*RECORDS SUPPLIED*:
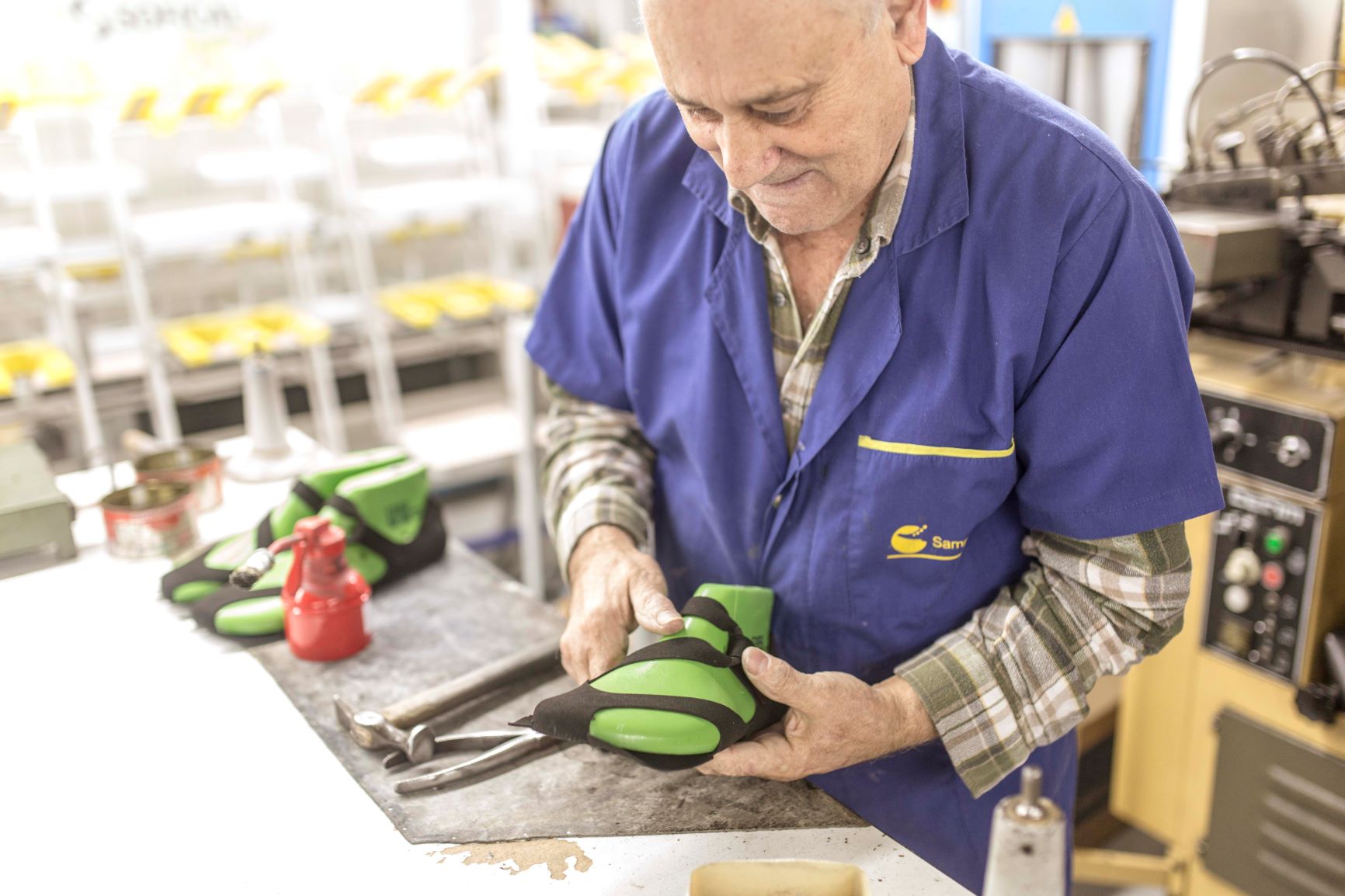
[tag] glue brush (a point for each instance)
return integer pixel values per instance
(259, 564)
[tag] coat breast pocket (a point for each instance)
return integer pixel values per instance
(913, 521)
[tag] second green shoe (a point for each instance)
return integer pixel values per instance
(393, 528)
(207, 571)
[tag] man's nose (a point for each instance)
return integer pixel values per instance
(745, 154)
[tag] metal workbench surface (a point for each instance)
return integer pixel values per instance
(139, 751)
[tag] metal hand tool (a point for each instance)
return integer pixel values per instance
(401, 725)
(505, 749)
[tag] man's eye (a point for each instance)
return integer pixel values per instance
(777, 117)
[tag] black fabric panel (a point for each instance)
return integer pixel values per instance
(711, 611)
(307, 494)
(568, 714)
(426, 548)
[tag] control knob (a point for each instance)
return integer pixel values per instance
(1242, 567)
(1293, 451)
(1229, 436)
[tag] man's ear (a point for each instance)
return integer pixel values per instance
(908, 27)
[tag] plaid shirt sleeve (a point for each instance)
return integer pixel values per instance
(1017, 675)
(597, 468)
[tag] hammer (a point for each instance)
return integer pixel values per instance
(401, 725)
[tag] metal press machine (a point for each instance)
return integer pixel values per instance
(1231, 741)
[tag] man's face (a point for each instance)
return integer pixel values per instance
(801, 102)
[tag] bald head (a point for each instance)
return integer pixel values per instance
(799, 101)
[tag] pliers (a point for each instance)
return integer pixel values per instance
(401, 725)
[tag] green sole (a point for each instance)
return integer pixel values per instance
(252, 618)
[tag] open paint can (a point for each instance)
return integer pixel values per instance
(154, 518)
(198, 467)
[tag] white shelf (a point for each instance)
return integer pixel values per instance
(70, 183)
(452, 200)
(259, 165)
(215, 229)
(25, 249)
(417, 151)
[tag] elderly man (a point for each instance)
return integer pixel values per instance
(852, 317)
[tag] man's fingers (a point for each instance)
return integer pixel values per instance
(589, 649)
(770, 755)
(652, 609)
(777, 679)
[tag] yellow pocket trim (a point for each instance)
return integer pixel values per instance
(939, 451)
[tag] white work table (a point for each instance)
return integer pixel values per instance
(144, 755)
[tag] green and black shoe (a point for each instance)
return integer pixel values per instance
(393, 528)
(207, 571)
(681, 700)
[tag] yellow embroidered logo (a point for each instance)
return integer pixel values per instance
(908, 544)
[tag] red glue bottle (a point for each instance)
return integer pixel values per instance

*GIVEN TASK*:
Rewrite all of the records above with every "man's" changed to "worker's" and everything else left as is. Omit the pictures from your answer.

*EXERCISE ANSWER*:
[tag] glue brush (a point for each instance)
return integer pixel values per instance
(259, 564)
[tag] coat breast pocket (a point for each instance)
return integer pixel values per instance
(913, 521)
[tag] second green shoe (a point for each instance)
return integer pixel values per instance
(393, 528)
(207, 571)
[tag] worker's nose (a point for each instance)
return integer pixel values per instance
(745, 154)
[tag] metal workbench surface (a point for each instance)
return integer pixel values per instance
(139, 751)
[tag] metal hand tool (a point for each instance)
return integer pixel values per instance
(401, 725)
(505, 749)
[tag] worker's eye (a point for each instance)
return integer pixel values per instance
(777, 117)
[tag] black fabric panel (a point for each instance)
return integer pixel values per instance
(711, 611)
(307, 494)
(568, 714)
(426, 548)
[tag] control knob (a point for each instance)
return integer pixel values per instance
(1242, 567)
(1293, 451)
(1229, 436)
[tag] worker's ear (a point for each instance)
return integer pixel values per instance
(908, 27)
[tag] plaid shirt sleeve (a point for each instance)
return integer pixel values per instance
(1017, 675)
(597, 468)
[tag] hammer (a point for each instance)
return integer pixel values per instance
(401, 725)
[tag] metal press machine (a point for each instance)
return integer pixel values per instance
(1231, 741)
[tag] worker's face (a point for each instance)
return integer pixel values per instance
(801, 102)
[tag] bald head (a point for each instance)
return integer pixel values per instance
(799, 101)
[tag] pliers (a point for each instance)
return integer pixel values per instance
(401, 725)
[tag] green sole (a point for each instance)
return integer pixel values per instance
(252, 618)
[tag] open paint can (a point for each instance)
return integer pixel values per instance
(154, 518)
(198, 467)
[tag] white shelf (a point for each instance)
return integer pixel values per instance
(70, 183)
(452, 200)
(259, 165)
(215, 229)
(25, 249)
(417, 151)
[tag] elderly man (a point for each instance)
return integer pixel values per instance
(852, 317)
[tag] worker's fingers (a point for each instance)
return integer pixel values per instance
(589, 649)
(770, 755)
(652, 609)
(777, 679)
[tag] yellow pocket trim (a point for each instance)
return integer pixel values per instance
(939, 451)
[tag] white work table (a point for each instance)
return integer pixel values per instance
(144, 755)
[tag] green and black shoe (a point for each instance)
return integer pixel values per instance
(393, 528)
(207, 571)
(681, 700)
[tag] yellow embroidered logo (a point for each instance)
return integer pixel values per instance
(908, 544)
[tag] red glue bottle (a point for each instance)
return integer pixel values per instance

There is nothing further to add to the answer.